→ **DIRECTIVE**:
Please find every line in the records below that contains the string "long", and copy each of those lines. Case counts.

→ **ENTRIES SUPPLIED**:
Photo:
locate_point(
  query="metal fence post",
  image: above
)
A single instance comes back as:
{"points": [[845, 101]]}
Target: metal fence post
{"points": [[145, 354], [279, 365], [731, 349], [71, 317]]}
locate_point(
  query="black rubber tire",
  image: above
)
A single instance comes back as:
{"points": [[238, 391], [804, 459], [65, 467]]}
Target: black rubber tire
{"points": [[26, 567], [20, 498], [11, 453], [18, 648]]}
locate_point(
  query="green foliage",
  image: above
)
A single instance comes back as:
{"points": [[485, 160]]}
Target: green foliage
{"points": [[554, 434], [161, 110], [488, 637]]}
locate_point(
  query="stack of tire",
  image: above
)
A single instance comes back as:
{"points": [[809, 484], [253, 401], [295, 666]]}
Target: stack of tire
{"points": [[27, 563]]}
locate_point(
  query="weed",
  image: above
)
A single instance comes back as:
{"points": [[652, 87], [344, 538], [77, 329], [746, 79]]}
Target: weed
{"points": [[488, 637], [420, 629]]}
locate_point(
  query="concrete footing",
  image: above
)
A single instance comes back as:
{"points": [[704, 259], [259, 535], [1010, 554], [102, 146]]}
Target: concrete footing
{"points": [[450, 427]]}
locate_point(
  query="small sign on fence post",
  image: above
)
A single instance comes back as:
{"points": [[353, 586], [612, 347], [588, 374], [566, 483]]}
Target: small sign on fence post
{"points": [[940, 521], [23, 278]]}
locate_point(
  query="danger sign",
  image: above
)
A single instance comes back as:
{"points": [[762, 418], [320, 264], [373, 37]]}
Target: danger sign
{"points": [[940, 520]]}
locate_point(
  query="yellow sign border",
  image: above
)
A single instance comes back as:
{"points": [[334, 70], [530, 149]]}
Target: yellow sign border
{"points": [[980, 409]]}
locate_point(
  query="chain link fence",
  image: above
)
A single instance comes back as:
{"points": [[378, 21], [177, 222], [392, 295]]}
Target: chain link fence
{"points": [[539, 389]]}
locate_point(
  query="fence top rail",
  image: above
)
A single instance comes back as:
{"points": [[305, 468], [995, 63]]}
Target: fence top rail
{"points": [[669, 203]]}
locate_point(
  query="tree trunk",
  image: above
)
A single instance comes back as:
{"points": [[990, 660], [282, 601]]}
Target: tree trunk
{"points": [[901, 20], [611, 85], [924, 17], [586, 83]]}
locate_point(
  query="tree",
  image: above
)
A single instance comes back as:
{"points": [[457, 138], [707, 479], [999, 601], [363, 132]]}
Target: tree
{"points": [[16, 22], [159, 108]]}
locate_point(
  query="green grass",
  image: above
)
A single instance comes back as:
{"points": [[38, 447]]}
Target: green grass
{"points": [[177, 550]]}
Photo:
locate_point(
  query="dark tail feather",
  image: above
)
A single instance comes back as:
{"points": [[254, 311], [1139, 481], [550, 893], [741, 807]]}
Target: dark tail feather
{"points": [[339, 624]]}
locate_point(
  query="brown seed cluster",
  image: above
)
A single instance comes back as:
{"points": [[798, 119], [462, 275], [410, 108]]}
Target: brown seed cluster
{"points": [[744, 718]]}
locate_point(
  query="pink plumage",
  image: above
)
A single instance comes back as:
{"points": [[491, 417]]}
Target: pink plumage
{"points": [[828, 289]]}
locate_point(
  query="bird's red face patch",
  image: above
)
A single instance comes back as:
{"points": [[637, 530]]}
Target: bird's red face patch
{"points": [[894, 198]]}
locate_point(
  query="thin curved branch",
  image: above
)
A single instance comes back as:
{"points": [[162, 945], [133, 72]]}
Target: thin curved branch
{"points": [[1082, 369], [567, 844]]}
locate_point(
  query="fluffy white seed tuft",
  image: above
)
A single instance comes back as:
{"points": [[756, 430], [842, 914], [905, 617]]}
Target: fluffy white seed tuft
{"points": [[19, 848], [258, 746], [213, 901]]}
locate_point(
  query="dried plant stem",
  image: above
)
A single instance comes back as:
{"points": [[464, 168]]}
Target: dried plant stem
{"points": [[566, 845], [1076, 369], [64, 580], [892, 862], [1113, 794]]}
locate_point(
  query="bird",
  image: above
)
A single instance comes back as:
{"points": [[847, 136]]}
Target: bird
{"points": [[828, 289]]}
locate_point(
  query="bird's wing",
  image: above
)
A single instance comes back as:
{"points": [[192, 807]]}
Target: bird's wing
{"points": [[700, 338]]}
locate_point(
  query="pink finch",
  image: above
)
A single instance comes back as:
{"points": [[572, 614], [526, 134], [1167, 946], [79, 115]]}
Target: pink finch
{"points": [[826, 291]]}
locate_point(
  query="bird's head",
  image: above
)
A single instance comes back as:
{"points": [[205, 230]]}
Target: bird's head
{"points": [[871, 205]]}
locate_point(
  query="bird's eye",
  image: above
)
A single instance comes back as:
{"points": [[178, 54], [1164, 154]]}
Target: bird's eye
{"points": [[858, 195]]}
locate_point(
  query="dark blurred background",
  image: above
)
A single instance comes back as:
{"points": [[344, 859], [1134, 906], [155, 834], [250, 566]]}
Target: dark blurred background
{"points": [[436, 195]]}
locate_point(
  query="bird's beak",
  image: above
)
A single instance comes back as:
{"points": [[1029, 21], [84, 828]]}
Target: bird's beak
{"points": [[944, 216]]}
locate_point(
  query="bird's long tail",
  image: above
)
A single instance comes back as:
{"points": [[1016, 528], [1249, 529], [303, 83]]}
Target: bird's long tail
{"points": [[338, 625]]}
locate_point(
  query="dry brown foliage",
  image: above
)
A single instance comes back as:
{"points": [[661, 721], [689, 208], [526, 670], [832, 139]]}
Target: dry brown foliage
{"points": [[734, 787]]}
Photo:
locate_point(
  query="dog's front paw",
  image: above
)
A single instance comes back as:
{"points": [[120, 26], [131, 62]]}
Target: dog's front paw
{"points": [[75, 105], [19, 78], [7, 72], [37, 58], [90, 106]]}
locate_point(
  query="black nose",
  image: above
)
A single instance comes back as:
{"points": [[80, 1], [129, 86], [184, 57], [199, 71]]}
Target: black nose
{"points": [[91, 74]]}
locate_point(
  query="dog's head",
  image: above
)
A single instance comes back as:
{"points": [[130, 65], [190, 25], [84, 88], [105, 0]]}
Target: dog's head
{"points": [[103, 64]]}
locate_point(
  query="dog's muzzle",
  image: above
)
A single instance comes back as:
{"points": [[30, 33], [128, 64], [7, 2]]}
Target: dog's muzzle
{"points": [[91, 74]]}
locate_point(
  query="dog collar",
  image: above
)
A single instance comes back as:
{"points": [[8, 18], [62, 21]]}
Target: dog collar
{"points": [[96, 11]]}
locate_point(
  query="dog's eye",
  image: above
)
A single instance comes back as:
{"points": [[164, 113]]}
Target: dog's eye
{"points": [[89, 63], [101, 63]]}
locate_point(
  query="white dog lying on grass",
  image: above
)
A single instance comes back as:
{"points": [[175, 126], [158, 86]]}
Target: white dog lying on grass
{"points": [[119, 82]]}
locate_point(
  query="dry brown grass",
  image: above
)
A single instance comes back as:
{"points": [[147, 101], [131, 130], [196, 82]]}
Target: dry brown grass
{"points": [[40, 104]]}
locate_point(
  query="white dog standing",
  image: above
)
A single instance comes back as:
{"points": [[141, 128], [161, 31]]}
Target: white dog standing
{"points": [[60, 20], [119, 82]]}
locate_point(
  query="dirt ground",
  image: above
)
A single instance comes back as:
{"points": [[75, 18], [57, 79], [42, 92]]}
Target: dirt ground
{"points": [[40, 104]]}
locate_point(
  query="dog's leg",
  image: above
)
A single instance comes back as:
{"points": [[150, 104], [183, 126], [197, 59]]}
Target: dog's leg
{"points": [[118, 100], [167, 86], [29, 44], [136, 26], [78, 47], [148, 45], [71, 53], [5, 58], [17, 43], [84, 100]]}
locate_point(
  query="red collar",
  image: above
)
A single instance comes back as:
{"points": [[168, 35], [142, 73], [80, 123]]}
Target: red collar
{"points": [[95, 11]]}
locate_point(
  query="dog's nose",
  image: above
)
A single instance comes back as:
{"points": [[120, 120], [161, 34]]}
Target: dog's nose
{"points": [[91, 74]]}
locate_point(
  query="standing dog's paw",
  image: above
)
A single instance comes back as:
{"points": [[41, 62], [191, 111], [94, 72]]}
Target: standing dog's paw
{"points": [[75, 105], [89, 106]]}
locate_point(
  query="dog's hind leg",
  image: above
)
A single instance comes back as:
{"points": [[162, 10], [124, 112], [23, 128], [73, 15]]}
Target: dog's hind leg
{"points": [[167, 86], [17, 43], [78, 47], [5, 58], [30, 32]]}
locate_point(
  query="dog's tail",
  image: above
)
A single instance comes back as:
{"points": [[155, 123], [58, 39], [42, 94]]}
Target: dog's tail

→ **TASK OUTPUT**:
  query="bird's long tail",
Target: bird's long tail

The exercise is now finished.